* _STATED TASK A_
Offset the listing below: reproduce its lines, requests included, from the line that contains "like [508, 141]." through the end of the listing, and add 47 to every coordinate in the answer points. Leave the numbers in the requests unchanged.

==== PASSAGE PROVIDED

The insult? “She’s not a girl’s girl.”
Almost unanimously, 2023 was declared the year of the girl. Or at least, the year girlhood was sold to us. Insert short-lived -girl trend aesthetic and trendy cultural phenomena here, and then give it a tombstone. Put bows on it, make it Barbie pink, put it in a Stanley Cup, and then add more ribbon and lace. Didn’t you hear? Girls are the box office. They make up a $31 trillion economy. Girls overall, are now more college-educated, and narrowly, single women own more homes than their male counterparts. Young women and girls are responsible for top-grossing tours, and films, and record beauty sales. All while we live in a dissociative post-Roe era.
Girlhood is understood as a personal bildungsroman, legally ending once a girl turns eighteen, but lately, more and more, girlhood is being adapted into something more conceptually expansive and financially potent, especially for young women online who are living through their 20s, 30s, and even past the time of menopause. Girlhood is being collectively celebrated and subsequently mourned by young women as a stage of life that we chronically self-mythologize upon with nostalgia. Especially when we call women girls.
So, what’s a “girl’s girl”? And could this insult be another form of girl-shaming?
“A ‘girl’s girl’ is a girl who prioritizes her female friendships, or she’s more girl oriented—it’s a priority rather than a ‘guy’s girl’ or a ‘pick-me girl’ [who] is the girl who is not like other girls,” says Dr. Kate Phelps, a sociology professor at University of Wisconsin-Madison, and author of a forthcoming book researching digital girlhood. The problematic “pick-me girl” trope (a.k.a. the cool girl monologue from Gone Girl), is a label that reeks of internalized misogyny. The insult “‘she’s not a girl’s girl’ is the latest reiteration of slut-shaming,” Dr. Phelps tells ELLE.com.
It is undeniable how the insult distinguishes said girl as “anti-girl,” while also veiling itself as an all-encompassing term that embraces girl power and sisterhood as a whole. The insult is an oxymoron for how it empowers the plaintiff as a pure pro-girl while disempowering the defendant as a party already proven guilty as a dirty anti-girl. As if there is a perfectly moral girl who exists as a proprietor of intersectional feminism for all. On TikTok, #girlsgirl has garnered over 1.2 billion views and counting and is the ultimate compliment of a perfected female allyship. There’s nothing wrong with girls supporting girls, but there is a component to this particular insult that feels eerily exclusionary, by deeming which kind of girl is allowed access to the sisterhood, depending on what kind of girl she happens to be.

========

* _STATED TASK B_
From the article above on the "girl's girl" insult, extract the passage word for word, beginning at the words "It is undeniable" and stopping after "happens to be.".

==== EXTRACTED MATERIAL

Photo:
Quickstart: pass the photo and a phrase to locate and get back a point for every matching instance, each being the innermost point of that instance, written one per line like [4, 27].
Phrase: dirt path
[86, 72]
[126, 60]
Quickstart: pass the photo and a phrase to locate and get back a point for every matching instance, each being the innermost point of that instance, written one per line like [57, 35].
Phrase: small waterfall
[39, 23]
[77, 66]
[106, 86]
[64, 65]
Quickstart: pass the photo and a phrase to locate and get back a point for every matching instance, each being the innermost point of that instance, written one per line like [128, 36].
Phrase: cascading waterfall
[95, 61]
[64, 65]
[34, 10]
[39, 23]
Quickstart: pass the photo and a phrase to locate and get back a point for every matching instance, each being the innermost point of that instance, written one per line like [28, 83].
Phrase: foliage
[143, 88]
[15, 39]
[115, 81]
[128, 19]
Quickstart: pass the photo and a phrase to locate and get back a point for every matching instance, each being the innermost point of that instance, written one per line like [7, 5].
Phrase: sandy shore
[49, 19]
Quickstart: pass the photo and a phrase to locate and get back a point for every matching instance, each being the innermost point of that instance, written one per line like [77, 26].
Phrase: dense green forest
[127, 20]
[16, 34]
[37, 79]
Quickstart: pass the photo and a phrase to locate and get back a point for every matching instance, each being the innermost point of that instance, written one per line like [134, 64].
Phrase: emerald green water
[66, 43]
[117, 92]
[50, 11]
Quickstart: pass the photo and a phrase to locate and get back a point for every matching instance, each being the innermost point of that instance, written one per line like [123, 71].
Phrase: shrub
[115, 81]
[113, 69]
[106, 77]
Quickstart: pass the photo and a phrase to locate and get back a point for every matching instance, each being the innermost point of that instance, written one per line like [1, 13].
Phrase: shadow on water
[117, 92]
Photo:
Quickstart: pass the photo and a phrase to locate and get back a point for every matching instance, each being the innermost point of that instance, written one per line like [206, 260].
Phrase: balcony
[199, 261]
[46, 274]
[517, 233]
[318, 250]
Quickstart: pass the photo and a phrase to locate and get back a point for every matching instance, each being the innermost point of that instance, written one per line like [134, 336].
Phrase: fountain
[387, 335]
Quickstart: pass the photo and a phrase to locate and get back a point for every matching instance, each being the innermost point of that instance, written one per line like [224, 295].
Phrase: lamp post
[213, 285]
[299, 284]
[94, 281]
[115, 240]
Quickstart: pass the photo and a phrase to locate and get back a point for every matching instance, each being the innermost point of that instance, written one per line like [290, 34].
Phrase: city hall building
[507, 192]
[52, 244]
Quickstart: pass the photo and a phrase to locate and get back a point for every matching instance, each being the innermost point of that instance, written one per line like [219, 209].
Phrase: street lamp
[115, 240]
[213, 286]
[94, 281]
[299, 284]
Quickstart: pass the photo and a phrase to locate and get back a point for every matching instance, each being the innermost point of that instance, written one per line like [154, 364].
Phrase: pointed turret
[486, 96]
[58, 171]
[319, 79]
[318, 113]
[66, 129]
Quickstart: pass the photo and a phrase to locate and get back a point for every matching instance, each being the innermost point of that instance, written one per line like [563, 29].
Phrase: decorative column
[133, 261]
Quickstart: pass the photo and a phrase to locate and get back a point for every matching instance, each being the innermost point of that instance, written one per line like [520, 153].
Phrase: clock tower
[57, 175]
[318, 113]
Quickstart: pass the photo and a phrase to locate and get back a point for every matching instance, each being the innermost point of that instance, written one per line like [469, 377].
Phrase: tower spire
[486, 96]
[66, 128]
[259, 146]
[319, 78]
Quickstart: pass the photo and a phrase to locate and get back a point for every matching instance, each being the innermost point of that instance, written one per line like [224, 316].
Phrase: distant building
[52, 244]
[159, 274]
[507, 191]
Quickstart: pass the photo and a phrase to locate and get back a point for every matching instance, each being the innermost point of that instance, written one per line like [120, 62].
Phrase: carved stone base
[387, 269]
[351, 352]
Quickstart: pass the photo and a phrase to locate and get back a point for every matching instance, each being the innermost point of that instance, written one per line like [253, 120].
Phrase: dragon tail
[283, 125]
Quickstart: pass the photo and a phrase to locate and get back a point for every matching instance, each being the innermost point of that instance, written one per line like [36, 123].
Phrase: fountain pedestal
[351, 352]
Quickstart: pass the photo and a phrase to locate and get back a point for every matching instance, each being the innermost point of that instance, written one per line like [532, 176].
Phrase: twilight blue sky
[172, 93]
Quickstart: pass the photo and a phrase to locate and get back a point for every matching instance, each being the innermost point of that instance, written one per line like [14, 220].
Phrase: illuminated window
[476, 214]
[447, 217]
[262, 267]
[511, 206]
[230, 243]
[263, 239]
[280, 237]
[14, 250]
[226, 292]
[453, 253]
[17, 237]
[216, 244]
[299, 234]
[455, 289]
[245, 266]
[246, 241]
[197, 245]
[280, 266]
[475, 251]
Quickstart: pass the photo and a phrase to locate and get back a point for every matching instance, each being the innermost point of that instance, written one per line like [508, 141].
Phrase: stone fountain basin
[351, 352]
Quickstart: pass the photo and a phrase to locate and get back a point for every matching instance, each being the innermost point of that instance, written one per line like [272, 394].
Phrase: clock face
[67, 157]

========

* _RESULT A_
Quickstart: pass the photo and a phrase to locate and get back a point for every matching instance, each being the innermost point of that instance, written one per line like [508, 141].
Phrase: stone fountain basin
[398, 399]
Quickstart: pass the photo and a phrase to locate and get back a point for every matching instance, each being the innermost point of that instance, written one per line like [272, 394].
Phrase: clock face
[114, 204]

* _RESULT B_
It is undeniable how the insult distinguishes said girl as “anti-girl,” while also veiling itself as an all-encompassing term that embraces girl power and sisterhood as a whole. The insult is an oxymoron for how it empowers the plaintiff as a pure pro-girl while disempowering the defendant as a party already proven guilty as a dirty anti-girl. As if there is a perfectly moral girl who exists as a proprietor of intersectional feminism for all. On TikTok, #girlsgirl has garnered over 1.2 billion views and counting and is the ultimate compliment of a perfected female allyship. There’s nothing wrong with girls supporting girls, but there is a component to this particular insult that feels eerily exclusionary, by deeming which kind of girl is allowed access to the sisterhood, depending on what kind of girl she happens to be.